[Records for processing]

+--

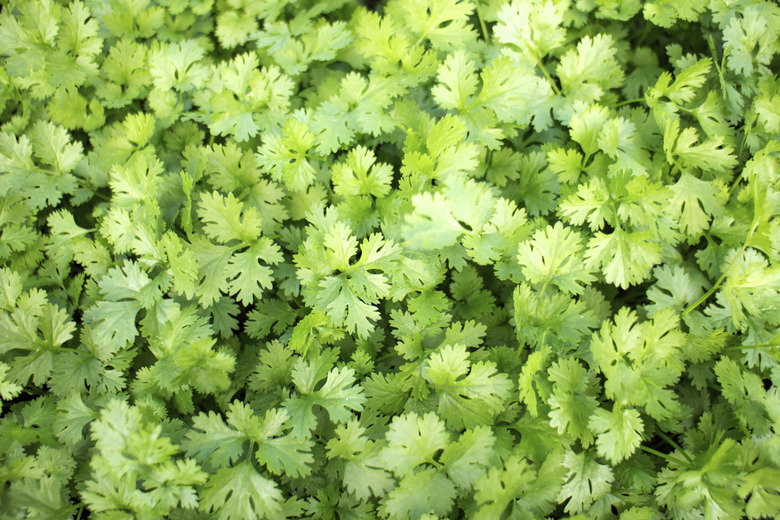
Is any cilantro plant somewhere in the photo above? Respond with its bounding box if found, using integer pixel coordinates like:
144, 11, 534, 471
0, 0, 780, 520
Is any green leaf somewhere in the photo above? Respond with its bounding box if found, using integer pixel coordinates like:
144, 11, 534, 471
425, 345, 512, 429
588, 404, 645, 464
380, 412, 452, 478
200, 460, 282, 520
558, 451, 614, 514
517, 222, 595, 294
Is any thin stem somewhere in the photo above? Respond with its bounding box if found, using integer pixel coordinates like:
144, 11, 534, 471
682, 181, 761, 316
639, 446, 690, 467
682, 242, 747, 316
476, 0, 490, 43
304, 153, 331, 166
536, 58, 562, 96
612, 98, 645, 108
425, 457, 444, 469
656, 431, 693, 464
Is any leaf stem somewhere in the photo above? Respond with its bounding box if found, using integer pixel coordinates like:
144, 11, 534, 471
536, 58, 563, 96
476, 0, 490, 44
656, 431, 693, 464
682, 241, 747, 316
639, 445, 690, 467
682, 181, 761, 316
304, 153, 332, 166
612, 98, 645, 108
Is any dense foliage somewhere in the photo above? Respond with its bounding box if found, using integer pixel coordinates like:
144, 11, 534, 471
0, 0, 780, 520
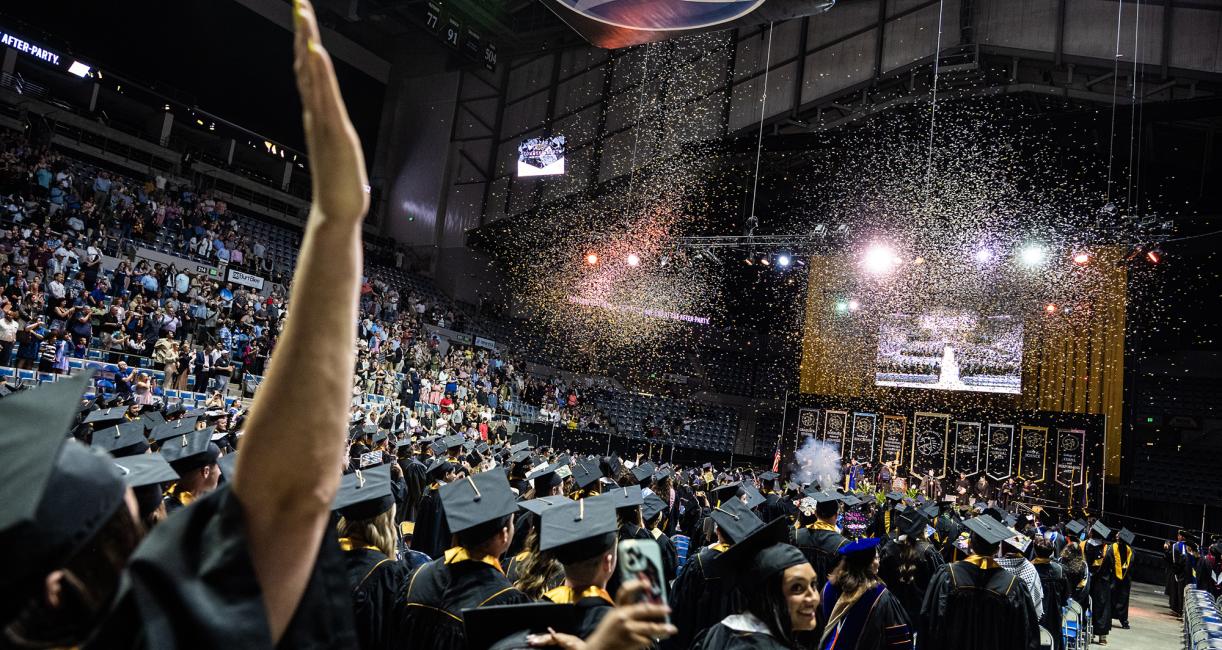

+--

[Task]
Gather every line of the rows above that contains the string "stem". Case counts.

[Task solution]
Is any thin stem somewhere in the photo above? Respond with its bounding box if found, using integer pixel coordinates like:
Is any leaf stem somewhere in the photo above? Respond with its bounding box if found, using integer pixel coordinates like:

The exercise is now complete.